* Stated task 1 *
Pick out every line of the records that contains the word "trunks", and copy each of those lines in full.

20 Things You Didn’t Know about Wizards of the Coast

Wizards of the Coast

Wizards of the Coast is an excellent example of what one might call a big fish in a small pond. This is because it has been one of the biggest names in hobby gaming since the 1990s, as shown by the fact that it owns a number of properties that are very well-known within those circles. However, hobby gaming isn’t one of the bigger entertainment industries, meaning that Wizards of the Coast can claim a big slice of a not particularly big pie in spite of the fact that its sector has been seeing something of a resurgence in recent times. With that said, it would be a mistake to underestimate Wizards of the Coast’s influence because some of its properties have been very influential indeed. Here are 20 things that you may or may not have known about Wizards of the Coast:

1. Founded By Peter Adkison

In 1990, Peter Adkison founded Wizards of the Coast. However, the name had existed before that point in time, seeing as how he self-published a product in the 1980s that used what was called the Wizards of the Coast brand. Those who are curious should know that Adkison hasn’t been involved with running Wizards of the Coast for a very long time, though he remains active in the world of business as well as the world of hobby gaming.

* Stated task 2 *
For each statement below, say yes or no to whether the article on Wizards of the Coast supports it, and quote the words of the article that decide it.
(a) Peter Adkison founded Wizards of the Coast in 1990.
(b) The Wizards of the Coast brand name was first used after the company was founded.
(c) Adkison still runs Wizards of the Coast today.

* Data section *
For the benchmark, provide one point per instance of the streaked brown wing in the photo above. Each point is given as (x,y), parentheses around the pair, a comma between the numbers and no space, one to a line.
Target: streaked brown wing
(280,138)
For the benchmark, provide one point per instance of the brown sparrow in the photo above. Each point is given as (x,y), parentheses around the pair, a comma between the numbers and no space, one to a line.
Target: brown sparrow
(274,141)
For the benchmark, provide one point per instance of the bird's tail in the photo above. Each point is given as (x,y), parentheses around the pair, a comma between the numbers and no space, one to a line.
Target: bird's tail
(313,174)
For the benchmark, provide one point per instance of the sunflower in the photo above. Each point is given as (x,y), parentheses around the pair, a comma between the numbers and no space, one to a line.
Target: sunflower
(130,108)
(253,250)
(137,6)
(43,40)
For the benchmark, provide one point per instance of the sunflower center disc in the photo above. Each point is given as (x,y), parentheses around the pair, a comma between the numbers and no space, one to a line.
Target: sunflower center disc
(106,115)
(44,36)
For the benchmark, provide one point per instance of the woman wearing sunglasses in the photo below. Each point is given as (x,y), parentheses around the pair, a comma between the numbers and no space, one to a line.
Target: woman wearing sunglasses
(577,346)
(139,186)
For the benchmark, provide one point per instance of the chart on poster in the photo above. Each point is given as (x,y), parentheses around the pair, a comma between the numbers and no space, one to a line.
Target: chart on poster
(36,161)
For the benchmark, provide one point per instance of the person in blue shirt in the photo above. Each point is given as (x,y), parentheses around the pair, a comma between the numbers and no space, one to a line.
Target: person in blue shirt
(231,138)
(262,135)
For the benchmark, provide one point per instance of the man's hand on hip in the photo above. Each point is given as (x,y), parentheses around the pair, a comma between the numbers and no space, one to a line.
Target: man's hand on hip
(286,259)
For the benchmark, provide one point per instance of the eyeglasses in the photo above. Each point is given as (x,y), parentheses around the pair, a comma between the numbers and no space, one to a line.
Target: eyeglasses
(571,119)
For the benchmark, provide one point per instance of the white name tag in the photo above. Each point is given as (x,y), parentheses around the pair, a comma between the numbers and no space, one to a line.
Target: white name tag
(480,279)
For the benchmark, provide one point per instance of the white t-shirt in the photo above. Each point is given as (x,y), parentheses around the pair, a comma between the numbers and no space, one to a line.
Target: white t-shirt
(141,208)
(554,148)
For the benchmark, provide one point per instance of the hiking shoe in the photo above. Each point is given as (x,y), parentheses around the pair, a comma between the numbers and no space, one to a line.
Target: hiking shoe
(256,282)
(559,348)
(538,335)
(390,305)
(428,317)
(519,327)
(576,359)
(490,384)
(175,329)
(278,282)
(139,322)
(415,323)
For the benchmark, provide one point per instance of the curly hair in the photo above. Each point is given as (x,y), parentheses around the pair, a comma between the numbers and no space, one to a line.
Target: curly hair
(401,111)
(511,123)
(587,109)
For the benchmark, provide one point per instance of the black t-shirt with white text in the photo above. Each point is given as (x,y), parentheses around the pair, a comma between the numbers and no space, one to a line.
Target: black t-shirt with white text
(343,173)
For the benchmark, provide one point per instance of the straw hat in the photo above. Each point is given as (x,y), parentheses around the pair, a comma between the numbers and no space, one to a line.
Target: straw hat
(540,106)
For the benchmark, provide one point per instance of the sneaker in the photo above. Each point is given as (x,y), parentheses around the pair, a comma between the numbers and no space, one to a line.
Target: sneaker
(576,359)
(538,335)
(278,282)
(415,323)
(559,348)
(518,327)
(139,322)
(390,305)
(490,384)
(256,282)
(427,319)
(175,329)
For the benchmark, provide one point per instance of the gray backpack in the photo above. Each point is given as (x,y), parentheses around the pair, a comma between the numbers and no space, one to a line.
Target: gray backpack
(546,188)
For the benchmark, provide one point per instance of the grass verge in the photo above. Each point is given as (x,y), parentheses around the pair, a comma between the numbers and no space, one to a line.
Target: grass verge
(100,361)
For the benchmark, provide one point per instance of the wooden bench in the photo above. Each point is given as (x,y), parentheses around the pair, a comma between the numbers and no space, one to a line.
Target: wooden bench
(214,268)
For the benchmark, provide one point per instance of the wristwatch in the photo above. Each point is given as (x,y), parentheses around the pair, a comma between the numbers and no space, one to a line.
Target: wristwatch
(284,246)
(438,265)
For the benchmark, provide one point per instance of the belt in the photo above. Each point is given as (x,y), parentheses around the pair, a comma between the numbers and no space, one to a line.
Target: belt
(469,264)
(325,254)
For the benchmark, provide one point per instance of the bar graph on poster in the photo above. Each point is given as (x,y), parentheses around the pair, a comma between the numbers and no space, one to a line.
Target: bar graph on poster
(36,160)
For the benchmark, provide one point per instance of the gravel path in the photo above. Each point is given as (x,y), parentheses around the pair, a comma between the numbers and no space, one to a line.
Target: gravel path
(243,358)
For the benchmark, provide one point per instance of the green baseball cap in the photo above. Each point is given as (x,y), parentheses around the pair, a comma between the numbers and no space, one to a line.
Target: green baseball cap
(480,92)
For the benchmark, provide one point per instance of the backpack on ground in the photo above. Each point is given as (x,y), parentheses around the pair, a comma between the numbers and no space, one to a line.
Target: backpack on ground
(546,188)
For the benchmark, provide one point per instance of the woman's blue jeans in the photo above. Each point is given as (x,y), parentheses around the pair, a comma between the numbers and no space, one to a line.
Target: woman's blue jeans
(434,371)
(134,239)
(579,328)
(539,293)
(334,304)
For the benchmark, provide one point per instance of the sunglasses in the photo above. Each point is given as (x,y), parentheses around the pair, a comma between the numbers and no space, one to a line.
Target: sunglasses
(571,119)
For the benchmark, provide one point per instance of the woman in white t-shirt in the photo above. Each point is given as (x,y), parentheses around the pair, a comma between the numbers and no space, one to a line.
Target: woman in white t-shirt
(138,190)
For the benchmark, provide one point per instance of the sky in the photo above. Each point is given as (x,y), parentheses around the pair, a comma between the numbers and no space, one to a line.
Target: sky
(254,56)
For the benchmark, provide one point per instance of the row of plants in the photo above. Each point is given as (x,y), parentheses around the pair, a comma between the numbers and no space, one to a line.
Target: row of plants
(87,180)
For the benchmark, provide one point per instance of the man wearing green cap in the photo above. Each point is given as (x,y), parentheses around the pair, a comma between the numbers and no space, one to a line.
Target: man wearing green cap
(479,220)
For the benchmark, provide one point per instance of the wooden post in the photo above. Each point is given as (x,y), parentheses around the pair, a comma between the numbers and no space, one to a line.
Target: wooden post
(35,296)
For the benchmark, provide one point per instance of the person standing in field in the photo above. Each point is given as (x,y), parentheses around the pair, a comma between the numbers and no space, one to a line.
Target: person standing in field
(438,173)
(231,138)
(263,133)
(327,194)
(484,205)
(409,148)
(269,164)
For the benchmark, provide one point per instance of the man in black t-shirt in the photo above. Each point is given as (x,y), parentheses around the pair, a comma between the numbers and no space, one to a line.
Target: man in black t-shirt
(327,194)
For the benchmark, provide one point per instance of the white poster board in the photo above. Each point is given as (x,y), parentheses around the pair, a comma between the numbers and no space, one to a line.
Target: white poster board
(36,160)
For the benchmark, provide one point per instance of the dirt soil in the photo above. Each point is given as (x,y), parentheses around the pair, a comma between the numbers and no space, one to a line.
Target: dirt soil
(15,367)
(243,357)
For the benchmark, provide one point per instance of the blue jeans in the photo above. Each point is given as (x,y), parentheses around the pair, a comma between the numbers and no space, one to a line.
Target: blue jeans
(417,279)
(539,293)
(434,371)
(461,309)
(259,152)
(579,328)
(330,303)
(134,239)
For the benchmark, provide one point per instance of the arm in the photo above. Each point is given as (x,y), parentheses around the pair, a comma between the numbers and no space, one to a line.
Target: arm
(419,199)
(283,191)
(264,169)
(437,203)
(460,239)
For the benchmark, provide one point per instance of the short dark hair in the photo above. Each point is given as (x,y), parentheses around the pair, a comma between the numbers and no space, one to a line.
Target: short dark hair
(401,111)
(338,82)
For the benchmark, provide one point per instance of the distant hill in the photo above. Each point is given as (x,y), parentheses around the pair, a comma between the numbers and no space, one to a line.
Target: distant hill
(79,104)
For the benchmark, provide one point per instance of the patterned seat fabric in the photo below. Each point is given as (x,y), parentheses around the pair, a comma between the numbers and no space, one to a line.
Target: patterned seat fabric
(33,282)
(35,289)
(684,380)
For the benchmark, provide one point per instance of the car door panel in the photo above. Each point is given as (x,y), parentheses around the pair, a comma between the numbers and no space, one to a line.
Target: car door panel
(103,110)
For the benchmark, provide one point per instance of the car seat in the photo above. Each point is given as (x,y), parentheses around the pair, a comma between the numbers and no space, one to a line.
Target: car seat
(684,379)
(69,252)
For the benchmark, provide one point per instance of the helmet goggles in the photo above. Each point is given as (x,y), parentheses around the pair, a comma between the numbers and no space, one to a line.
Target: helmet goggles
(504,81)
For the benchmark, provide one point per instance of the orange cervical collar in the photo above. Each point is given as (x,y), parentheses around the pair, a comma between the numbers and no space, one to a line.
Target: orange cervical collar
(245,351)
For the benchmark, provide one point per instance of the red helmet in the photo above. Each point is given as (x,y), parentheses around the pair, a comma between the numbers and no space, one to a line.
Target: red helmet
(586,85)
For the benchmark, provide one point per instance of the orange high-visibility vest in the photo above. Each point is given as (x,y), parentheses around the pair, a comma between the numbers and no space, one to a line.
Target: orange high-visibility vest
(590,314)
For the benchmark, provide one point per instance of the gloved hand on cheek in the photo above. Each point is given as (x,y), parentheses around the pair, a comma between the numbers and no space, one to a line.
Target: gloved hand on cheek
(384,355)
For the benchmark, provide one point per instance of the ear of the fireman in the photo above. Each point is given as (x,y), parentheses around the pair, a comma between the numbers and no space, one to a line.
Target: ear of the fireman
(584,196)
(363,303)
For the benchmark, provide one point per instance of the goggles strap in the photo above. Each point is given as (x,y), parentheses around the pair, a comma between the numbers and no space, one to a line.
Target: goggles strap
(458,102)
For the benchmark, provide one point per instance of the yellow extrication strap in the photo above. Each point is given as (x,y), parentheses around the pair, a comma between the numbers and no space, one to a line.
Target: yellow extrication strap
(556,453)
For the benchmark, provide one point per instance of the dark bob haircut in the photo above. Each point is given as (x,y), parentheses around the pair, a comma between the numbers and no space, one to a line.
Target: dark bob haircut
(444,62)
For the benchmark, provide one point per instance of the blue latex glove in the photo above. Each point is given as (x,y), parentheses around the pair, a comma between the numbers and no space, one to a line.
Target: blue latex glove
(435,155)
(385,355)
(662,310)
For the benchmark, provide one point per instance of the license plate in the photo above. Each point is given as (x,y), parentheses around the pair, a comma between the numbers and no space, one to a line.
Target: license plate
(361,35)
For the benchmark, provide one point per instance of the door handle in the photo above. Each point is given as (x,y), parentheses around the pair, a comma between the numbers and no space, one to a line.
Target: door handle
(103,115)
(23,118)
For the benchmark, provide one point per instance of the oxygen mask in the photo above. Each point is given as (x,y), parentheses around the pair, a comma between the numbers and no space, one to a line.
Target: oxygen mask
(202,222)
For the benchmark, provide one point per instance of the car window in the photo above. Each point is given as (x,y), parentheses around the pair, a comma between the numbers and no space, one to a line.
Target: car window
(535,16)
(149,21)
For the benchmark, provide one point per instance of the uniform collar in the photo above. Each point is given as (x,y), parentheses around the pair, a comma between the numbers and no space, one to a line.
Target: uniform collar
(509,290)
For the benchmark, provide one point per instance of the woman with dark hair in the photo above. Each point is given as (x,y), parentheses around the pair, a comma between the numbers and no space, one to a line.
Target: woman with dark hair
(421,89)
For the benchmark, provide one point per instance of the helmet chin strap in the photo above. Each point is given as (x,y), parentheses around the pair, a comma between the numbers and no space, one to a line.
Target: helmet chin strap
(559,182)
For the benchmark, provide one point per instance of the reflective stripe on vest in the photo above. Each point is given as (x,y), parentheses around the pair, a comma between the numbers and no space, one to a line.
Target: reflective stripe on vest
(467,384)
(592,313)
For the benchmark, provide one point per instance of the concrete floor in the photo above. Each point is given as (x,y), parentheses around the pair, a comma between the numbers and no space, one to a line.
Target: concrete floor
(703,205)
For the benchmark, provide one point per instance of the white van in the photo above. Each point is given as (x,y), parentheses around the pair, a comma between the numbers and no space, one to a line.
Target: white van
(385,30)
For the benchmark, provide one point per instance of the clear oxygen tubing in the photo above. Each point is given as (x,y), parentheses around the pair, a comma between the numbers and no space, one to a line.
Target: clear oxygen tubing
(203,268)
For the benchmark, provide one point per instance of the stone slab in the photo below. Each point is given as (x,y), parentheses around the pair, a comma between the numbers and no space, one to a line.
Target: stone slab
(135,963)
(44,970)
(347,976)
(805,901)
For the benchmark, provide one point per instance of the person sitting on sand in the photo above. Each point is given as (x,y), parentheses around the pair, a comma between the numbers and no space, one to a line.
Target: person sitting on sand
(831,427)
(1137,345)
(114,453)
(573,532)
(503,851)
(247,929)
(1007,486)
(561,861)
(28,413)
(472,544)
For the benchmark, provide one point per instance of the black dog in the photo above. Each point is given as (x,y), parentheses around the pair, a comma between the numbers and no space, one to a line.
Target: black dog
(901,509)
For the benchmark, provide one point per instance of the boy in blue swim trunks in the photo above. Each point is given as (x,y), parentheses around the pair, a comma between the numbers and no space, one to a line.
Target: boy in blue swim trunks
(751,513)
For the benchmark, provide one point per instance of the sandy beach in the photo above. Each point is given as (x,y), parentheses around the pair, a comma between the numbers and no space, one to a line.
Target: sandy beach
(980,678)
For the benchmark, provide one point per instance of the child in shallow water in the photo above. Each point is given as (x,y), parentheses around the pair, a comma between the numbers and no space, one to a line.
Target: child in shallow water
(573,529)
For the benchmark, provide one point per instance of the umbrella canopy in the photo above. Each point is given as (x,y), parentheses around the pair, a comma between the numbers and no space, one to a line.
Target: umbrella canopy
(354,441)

* Task solution 1 *
For the benchmark, provide one point per instance of the boy in blue swim trunks in the photo above. Each point is given as (x,y), parentheses around the pair, a comma between the numbers and no space, one to a line.
Target: boy in blue swim trunks

* Task solution 2 *
(a) Yes: "In 1990, Peter Adkison founded Wizards of the Coast."
(b) No: "he self-published a product in the 1980s that used what was called the Wizards of the Coast brand"
(c) No: "Adkison hasn’t been involved with running Wizards of the Coast for a very long time"